#### Exercise details:
Retype the entries in full, exactly.

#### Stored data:
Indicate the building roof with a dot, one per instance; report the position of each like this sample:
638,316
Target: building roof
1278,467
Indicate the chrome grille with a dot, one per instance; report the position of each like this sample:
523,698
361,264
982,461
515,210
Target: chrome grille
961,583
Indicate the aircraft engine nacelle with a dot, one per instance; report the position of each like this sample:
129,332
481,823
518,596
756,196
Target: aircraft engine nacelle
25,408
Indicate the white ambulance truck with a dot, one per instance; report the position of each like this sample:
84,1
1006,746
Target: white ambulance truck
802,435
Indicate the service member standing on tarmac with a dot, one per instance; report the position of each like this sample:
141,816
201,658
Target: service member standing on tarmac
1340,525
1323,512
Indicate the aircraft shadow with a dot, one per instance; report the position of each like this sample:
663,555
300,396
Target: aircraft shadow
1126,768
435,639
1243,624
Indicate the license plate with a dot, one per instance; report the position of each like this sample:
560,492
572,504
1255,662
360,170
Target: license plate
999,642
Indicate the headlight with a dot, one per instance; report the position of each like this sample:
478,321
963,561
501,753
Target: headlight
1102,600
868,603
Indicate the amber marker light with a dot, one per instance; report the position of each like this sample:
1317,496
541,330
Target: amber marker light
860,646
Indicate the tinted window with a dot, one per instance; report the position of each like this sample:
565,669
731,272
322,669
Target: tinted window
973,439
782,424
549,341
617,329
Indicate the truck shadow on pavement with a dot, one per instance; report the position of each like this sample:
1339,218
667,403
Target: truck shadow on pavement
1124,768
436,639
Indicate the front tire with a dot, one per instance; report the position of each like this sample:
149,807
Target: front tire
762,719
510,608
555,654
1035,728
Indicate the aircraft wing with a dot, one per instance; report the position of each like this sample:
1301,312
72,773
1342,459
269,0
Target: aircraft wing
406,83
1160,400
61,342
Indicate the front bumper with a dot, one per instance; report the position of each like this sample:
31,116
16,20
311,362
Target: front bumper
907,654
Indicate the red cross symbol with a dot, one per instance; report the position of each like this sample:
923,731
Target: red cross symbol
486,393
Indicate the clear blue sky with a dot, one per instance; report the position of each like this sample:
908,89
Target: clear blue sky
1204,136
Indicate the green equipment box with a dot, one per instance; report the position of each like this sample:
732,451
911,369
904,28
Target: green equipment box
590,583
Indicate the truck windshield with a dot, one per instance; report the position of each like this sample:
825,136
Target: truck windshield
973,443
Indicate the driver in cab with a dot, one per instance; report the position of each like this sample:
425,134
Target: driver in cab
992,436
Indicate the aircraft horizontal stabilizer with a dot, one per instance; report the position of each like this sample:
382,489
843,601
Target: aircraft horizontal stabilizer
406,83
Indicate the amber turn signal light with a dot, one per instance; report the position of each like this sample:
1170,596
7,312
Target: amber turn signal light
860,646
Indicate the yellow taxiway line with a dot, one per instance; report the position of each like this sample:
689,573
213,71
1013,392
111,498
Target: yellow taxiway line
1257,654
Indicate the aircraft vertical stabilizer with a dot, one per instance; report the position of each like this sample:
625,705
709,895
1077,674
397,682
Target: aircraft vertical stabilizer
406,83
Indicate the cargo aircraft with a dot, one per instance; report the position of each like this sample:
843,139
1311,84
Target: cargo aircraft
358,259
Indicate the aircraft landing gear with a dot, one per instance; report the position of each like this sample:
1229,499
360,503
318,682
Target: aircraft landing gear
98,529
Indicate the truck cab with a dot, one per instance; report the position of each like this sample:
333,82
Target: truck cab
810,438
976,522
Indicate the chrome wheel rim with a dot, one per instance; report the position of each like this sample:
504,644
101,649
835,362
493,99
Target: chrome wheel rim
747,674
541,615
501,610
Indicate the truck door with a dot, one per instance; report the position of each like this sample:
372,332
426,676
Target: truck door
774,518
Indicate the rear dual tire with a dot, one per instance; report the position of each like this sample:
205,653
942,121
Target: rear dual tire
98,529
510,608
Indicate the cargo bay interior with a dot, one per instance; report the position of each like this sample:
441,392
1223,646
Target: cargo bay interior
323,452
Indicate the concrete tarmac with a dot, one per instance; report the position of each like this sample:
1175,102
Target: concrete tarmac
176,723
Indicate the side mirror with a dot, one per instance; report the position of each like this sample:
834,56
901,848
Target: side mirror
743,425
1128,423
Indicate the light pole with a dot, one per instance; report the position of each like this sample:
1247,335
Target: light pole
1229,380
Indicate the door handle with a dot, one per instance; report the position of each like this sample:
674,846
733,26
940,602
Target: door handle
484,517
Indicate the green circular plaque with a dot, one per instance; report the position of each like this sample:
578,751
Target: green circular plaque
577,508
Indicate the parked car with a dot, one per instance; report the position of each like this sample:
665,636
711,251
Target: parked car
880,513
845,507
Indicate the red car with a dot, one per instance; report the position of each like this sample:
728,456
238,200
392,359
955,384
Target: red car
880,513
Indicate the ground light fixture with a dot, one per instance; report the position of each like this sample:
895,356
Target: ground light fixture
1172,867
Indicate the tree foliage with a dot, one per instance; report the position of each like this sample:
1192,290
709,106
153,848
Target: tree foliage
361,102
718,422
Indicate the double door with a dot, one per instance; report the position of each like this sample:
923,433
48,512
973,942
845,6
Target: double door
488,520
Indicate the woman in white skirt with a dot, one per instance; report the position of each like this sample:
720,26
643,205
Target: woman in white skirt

#### Response to this exercise:
Indicate the building roof with a dot, one per instance; report the position of each like this sample:
638,316
Target: building roof
1278,467
Indicate the chrome grille with a dot, one per instance; report the position of each like this sample:
523,698
361,264
982,461
515,210
Target: chrome grille
961,583
Indicate the aircraft engine nacelle with a dot, one per instance; report the position of each like this sample:
129,332
481,823
518,596
756,196
Target: aircraft engine nacelle
25,408
Indicate the white ambulance truck with a dot, one per instance; report the position of each like this sample:
84,1
1006,746
Target: white ambulance truck
802,435
Indicate the service member standing on tarmac with a dot, one per instance; report the position of each like this sample:
141,816
201,658
Target: service member standing on tarmac
1340,525
1323,512
Indicate the aircraft shadow with a dot, one per instance; report the position of each like this sample:
663,555
300,396
Target: aircraft shadow
1126,768
435,639
1243,624
Indicate the license plate with a dot, one per instance; report the position of each like this sample:
560,492
572,504
1255,662
360,170
Target: license plate
999,642
Indicate the headlight with a dot, one per instance; report the position of each like this sample:
478,321
963,561
501,753
Target: headlight
1102,600
868,603
Indicate the amber marker light with a dot, one per instance; report the position of each like this sample:
1317,496
541,330
Target: amber marker light
860,646
Indicate the tinted window with a dot, one per instance; report the position of each like this sample:
565,669
731,272
322,669
Target: tinted window
973,439
782,424
549,341
617,329
Indicate the truck shadow on pavement with a dot, one per instance; report the position of each like this sample:
1339,218
667,403
Target: truck shadow on pavement
1124,768
436,639
Indicate the front tire with a dot, one per instance; report the position of each like this sample:
149,807
Target: front tire
762,719
510,608
555,654
1035,728
Indicate the aircraft wing with a dot, one per instance; report the position of each like this sample:
1301,312
72,773
1342,459
269,0
Target: aircraft wing
406,83
1160,400
61,342
Indicate the front bumper with a dot, one per instance; report the position of each like this sample:
31,116
16,20
311,362
Target: front bumper
907,654
Indicate the red cross symbol with a dot, one per instance; report the position of each like this sample:
923,731
Target: red cross symbol
486,393
Indicate the clear blue sky with a dot, one per instance; report the position of each like this sample:
908,89
Target: clear blue sky
1204,136
Indicate the green equipment box with a dot, one per instance; report the position of each like this sample:
732,451
911,369
904,28
Target: green equipment box
590,583
Indicate the truck windshield with a dot, one per instance; report the position of each like this sample:
825,136
Target: truck windshield
973,443
Indicate the driver in cab with a dot, one per instance; report the position of each like this sample:
425,134
Target: driver in cab
992,436
Indicate the aircraft horizontal stabilizer with a dot, one per instance; report the position of each like this sample:
382,489
843,601
Target: aircraft horizontal stabilizer
406,83
Indicate the amber turn signal light with a dot, one per instance; report the position of each like this sample:
1170,596
7,312
Target: amber turn signal light
860,646
Indicate the yellow taxiway line with a dot, one per instance; report the position of each like this sample:
689,573
213,71
1013,392
111,498
Target: yellow taxiway line
1257,654
Indicate the aircraft vertical stabilizer with a dot, one per instance; report the position of each like this sample:
625,705
709,895
1077,674
397,682
Target: aircraft vertical stabilizer
406,83
Indicate the cargo aircraft with a dot, one per instance; report the position of each like this sample:
843,139
1311,84
Target: cargo aircraft
358,259
Indicate the aircraft landing gear with a dot, one per instance; report the position of each like this sample:
1229,499
360,503
318,682
Target: aircraft landing gear
98,529
Indicate the truck cab with a dot, one per instance; report the position of each like this sample:
333,82
Target: truck cab
810,438
976,522
Indicate the chrome wheel rim with a dot, one per instance; report the position of each like this sample:
504,644
101,649
835,362
493,99
Target: chrome wheel rim
747,674
541,615
501,610
Indicate the truck door with a dot, one per instance; report the position of each like this sample:
372,332
426,676
Target: truck door
774,518
Indicate the rear dual tire with a dot, one per instance; report the position of each like this sample:
205,653
942,121
Target: rear dual tire
98,529
510,608
Indicate the cargo bay interior with a dot, one per instance; report the position of each like this sample:
441,392
1223,646
Target: cargo bay interior
323,452
Indicate the concrete tarmac with a dot, one per instance; report the position of each like this sample:
1175,102
Target: concrete tarmac
176,723
Indicate the side mirror with a dot, one per instance; report the position of each like this sample:
834,56
901,848
Target: side mirror
743,425
1128,423
Indicate the light pole with a dot, one per instance; report the position of each like this sample:
1247,335
Target: light pole
1229,380
Indicate the door handle with a dot, one per instance; report the position of each like this sample:
674,846
733,26
940,602
Target: door handle
484,517
Indicate the green circular plaque with a dot, one per instance; report the position of each like this sample:
578,751
Target: green circular plaque
577,508
Indicate the parked car with a dot, one per instance; report the position of each like this sample:
665,636
711,251
Target: parked car
880,513
845,507
Indicate the red car with a dot, one per instance; report the position of each like this sample:
728,456
238,200
392,359
955,384
Target: red car
880,513
Indicate the ground light fixture with a dot, one per instance; report the position of each like this sample:
895,356
Target: ground light fixture
1172,867
Indicate the tree foliage with a dot, one per instance; report the position of each like this sample:
1192,290
709,106
153,848
Target: tree foliage
361,102
718,422
Indicate the double door with a dot, one per instance; report the position of each like this sample:
923,433
48,512
973,942
845,6
Target: double door
488,520
Indicate the woman in white skirt with a dot, one per instance; report the position of each like this sample:
720,26
643,205
Target: woman in white skirt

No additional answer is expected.